_Tasks to complete_
a – Decide whether each statement agrees with the passage on robotic microbial protein analysis: (i) The mass spectrometer works out the molecular weight and electrical charge of proteins from their time of flight. (ii) The new classification approach analyzes all of the proteins a microorganism contains. (iii) Biologists aim to use only genetically modified organisms to produce useful compounds. Answer yes or no for each, quoting the deciding words.
b – Carry on the passage on robotic microbial protein analysis from the point where it stops.

_Passage for review_
++++++
Robotic microbial protein analysis

Microorganisms have potential as living factories for manufacturing drugs and biochemical products. Rapid mass screening methods are needed to identify new species. A new robotic system also provides useful data for genetic engineering.

There are so many species and subspecies of bacteria and fungi that remarkable discoveries are made every day. Biologists are keen to exploit their ability to produce compounds that could be of use to humans, for instance in medicine, using either native or genetically modified organisms. A new approach to the classification of micro-organisms, i.e. distinguishing between related species, involves analyzing some of the proteins they contain. A mass spectrometer records their “fingerprint”: As proteins and protein fragments fly through the instrument’s vacuum chamber, a computer analyzes their time of flight to determine their molecular weight and electrical charge. The pattern produced by an unidentified sample is compared with known patterns. Naturally, this high-speed analysis technique depends on the availability of a database containing the typical profiles of proteins found in the maximum possible number of microorganisms.
++++++
_Extracted information_
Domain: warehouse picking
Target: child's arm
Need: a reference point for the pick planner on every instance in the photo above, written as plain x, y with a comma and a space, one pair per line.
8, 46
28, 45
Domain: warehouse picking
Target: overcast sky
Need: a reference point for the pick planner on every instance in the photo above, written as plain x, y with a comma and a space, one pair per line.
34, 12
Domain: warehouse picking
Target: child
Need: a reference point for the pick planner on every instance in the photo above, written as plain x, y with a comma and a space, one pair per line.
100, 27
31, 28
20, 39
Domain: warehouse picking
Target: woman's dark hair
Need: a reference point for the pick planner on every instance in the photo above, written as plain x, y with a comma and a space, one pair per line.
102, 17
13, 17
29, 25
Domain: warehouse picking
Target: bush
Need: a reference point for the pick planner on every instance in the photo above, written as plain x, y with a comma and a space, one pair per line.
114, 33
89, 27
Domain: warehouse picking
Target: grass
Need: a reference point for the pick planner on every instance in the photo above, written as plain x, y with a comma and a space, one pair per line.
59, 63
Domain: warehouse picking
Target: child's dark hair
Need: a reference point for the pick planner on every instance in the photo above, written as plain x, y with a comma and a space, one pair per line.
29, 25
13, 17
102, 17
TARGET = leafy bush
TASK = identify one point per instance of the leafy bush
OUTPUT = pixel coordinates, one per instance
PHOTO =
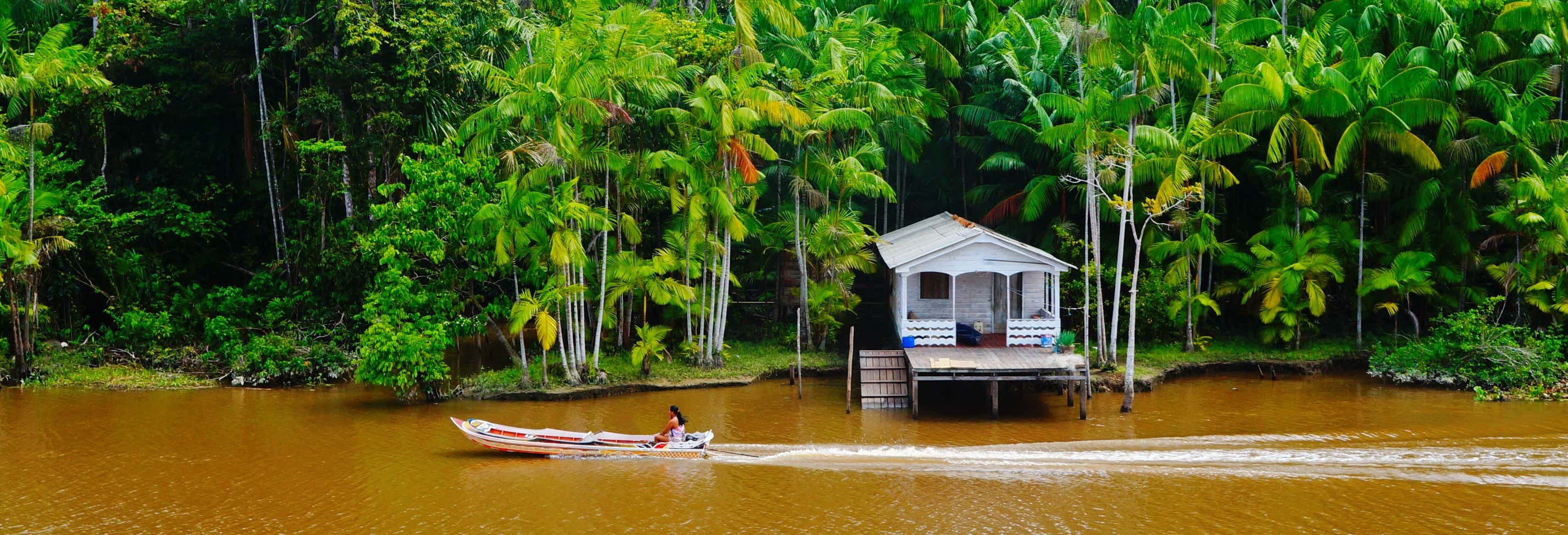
(138, 330)
(1468, 349)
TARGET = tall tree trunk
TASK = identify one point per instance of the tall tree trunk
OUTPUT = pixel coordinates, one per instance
(1126, 219)
(349, 195)
(1089, 203)
(1133, 326)
(724, 300)
(1361, 240)
(803, 324)
(604, 271)
(522, 350)
(16, 330)
(1415, 322)
(267, 159)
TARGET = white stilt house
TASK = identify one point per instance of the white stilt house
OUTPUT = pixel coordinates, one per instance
(949, 271)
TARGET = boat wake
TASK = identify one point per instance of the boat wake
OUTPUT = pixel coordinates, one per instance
(1539, 462)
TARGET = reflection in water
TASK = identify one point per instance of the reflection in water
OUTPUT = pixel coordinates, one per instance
(1209, 454)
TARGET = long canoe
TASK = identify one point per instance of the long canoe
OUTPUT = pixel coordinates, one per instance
(551, 442)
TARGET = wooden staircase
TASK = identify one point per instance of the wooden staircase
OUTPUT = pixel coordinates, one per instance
(885, 379)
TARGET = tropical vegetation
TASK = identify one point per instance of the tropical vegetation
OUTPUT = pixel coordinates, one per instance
(291, 190)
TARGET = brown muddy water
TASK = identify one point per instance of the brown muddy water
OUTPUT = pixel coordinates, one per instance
(1203, 454)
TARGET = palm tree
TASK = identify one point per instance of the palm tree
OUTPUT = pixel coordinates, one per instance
(1520, 128)
(21, 258)
(1405, 277)
(535, 306)
(1194, 157)
(1387, 102)
(719, 123)
(1278, 96)
(1289, 272)
(649, 346)
(51, 67)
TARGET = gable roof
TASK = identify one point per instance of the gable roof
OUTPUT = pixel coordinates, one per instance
++++++
_Answers in order_
a –
(i) Yes: "a computer analyzes their time of flight to determine their molecular weight and electrical charge"
(ii) No: "involves analyzing some of the proteins they contain"
(iii) No: "using either native or genetically modified organisms"

b –
Despite the automation of many routine laboratory tasks, this type of analysis still requires a great deal of manual input. Especially when working with pathogens that present a risk to human health, strict safety precautions have to be observed during sample preparation. This is not the case with “Mirob”, a new robotic system for rapid microbial analysis. Working autonomously, the robot extracts the samples under the guidance of a camera and image processing software, and transfer them to the mass spectrometer. An important aspect of the continuous process is material flow control, as Oliver Lange of the Fraunhofer Institute for Factory Operation and Automation IFF in Magdeburg explains: “The camera records the label on each Petri dish and simultaneously reads its barcode. The computer links these data with the analysis result when it is output a few minutes later. In this way, we can be certain of avoiding the mix-ups that occasionally spoil a whole series of measurements.”

As well as coordinating the project, which was sponsored by the German research ministry BMBF as part of its “Research for the Production of Tomorrow” program, Oliver Lange worked on sensors, control system and image processing with colleagues from the Institute of Micro and Sensor Systems at the Otto-von-Guericke University of Magdeburg. The engineering side of the Mirob project was also handled in Magdeburg, by local companies engelke engineering art and Symacon GmbH. Another project partner was Proteome Factory AG. The first robotic system was recently sent to biotech firm Anagnostec for testing. Marketing is due to start soon.